## [WHAT IS REQUIRED]
Set down each entry exactly as it stands, without altering a single character.

## [RECORDS TO USE]
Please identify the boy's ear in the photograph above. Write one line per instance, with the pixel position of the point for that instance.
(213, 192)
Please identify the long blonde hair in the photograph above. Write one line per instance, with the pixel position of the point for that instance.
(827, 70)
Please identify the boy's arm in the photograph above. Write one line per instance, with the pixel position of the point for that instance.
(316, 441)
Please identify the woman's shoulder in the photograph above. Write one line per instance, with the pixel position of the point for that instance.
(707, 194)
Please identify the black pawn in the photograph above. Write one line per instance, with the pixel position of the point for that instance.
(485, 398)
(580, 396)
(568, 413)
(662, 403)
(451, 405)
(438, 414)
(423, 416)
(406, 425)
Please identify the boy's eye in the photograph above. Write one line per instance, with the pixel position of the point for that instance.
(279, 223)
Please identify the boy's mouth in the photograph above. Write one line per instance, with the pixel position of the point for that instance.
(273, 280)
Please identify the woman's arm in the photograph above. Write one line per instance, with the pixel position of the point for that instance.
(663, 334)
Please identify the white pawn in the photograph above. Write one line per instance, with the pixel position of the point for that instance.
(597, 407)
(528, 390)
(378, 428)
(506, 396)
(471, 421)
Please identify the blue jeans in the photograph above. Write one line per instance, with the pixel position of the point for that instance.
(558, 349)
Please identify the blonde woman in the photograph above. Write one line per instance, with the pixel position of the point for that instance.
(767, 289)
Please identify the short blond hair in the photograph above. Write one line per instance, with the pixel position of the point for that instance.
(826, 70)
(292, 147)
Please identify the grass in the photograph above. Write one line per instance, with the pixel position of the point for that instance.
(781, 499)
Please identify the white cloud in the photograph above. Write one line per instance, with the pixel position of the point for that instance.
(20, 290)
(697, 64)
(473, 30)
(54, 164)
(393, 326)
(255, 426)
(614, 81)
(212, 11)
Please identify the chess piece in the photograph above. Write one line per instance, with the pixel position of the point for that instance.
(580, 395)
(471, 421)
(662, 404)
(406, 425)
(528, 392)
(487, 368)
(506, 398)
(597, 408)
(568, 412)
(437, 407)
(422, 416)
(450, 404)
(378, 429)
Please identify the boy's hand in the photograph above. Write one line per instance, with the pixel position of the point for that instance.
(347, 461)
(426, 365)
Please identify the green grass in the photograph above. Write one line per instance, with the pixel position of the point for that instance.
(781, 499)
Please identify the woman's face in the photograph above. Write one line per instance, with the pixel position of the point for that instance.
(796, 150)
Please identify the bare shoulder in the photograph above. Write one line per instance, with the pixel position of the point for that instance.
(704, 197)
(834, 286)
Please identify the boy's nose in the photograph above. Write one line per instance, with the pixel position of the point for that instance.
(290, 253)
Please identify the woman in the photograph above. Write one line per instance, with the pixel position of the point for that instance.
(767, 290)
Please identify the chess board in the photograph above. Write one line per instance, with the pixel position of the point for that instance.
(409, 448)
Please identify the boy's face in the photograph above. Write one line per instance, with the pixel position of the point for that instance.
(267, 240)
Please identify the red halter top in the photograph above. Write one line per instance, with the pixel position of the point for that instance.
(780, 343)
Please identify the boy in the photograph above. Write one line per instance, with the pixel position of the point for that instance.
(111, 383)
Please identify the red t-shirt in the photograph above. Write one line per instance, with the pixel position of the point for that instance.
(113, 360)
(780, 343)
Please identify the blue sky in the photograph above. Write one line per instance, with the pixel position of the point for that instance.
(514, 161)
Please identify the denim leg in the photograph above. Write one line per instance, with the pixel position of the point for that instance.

## [RESPONSE]
Please identify the boy's ear in the photograph above. Write one line per instance, with the pixel position of the point for that instance.
(213, 192)
Please identify the long blonde hair in the photograph above. Write one line per instance, with the pixel position of the point for that instance.
(827, 70)
Please identify the boy's arm in the photograph above. Write one line per instance, with the pixel position of the point for that instance.
(316, 441)
Please identify the woman's shoulder in the photograph above. Write one line per instance, with the pixel position of the point for that instance.
(707, 194)
Please identify the black pawn in the photograph above. Write one line per instance, with the pixel position of the point for that instance.
(485, 398)
(580, 396)
(568, 413)
(662, 403)
(451, 405)
(438, 414)
(423, 416)
(406, 425)
Please identify the boy's eye in the photograph above. Write one line per instance, with the pixel position of the point for that instance.
(279, 223)
Please identify the boy's mouth in the photograph above. Write one line per instance, with the pixel position of the point for that instance.
(273, 280)
Please identify the woman's arm in the photograph above. Write one line per instance, with the pixel position of the point for that instance.
(663, 334)
Please identify the white pawn in the photograph above. Write one line per instance, with the pixel position of the point for that instance.
(597, 407)
(528, 390)
(378, 428)
(506, 396)
(471, 421)
Please identify the blue jeans in the photograph above. Write one line per instance, with the pixel position of the point for that instance.
(558, 349)
Please identify the blonde woman in the photograph above. Write one line per instance, with the pixel position of the point for that instance.
(767, 289)
Please identify the short blond hair in the photograph above. Write one line per instance, with the pixel position of the point for that instance.
(826, 70)
(292, 147)
Please identify the grass in the photograph above. Write one line per instance, with the pixel position of the point for that instance.
(781, 499)
Please identify the white cloud in the photograph above. Write one line per instance, with the pixel position of the point for that instance.
(20, 290)
(697, 64)
(473, 30)
(54, 164)
(393, 326)
(255, 426)
(614, 81)
(212, 11)
Please identify the chess piece in the photograph above. Write one line per instance, with the pixel position of the point for that instance.
(580, 395)
(471, 421)
(662, 404)
(406, 425)
(528, 392)
(487, 368)
(506, 398)
(597, 408)
(568, 412)
(437, 407)
(422, 416)
(450, 404)
(378, 429)
Please identify the boy's hand in the photograph above. Write one line per instance, with the pixel position of the point for that instance.
(347, 461)
(426, 365)
Please identify the green grass in the photograph above. Write one line per instance, with the pixel position of the point for that instance.
(781, 499)
Please identify the woman's face in the photograph above. Write one line per instance, with the pixel position of the point for that instance.
(796, 150)
Please identify the bare shoulder in the photograph above. Write one line per instance, with the pixel position of the point for that instance.
(704, 197)
(834, 286)
Please identify the boy's nose in the photograph above. Write one line per instance, with the pixel position of the point for that instance.
(290, 253)
Please identify the woman in the photograph above. Write one line per instance, with the pixel position of the point for that instance.
(767, 290)
Please identify the chess board in the photograph above. Write one line per instance, with the pixel position of the point for that instance.
(409, 448)
Please identify the boy's face in the photograph above. Write one line per instance, with the pixel position of the point for that instance.
(267, 240)
Please identify the red halter top in the photograph above. Write one line per instance, with the pixel position of the point for that instance.
(780, 343)
Please identify the boy in the photograph above. Write one line per instance, with the pixel position of the point for that instance.
(111, 383)
Please identify the red t-shirt in the photograph above. Write one line per instance, with the pixel position of the point for that instance.
(113, 360)
(780, 343)
Please identify the blue sky in the photograph above. Write one line per instance, with the pixel position of the point for that instance.
(514, 161)
Please identify the denim leg in the photograph above. Write one line per instance, with the pixel position of the point for that instance.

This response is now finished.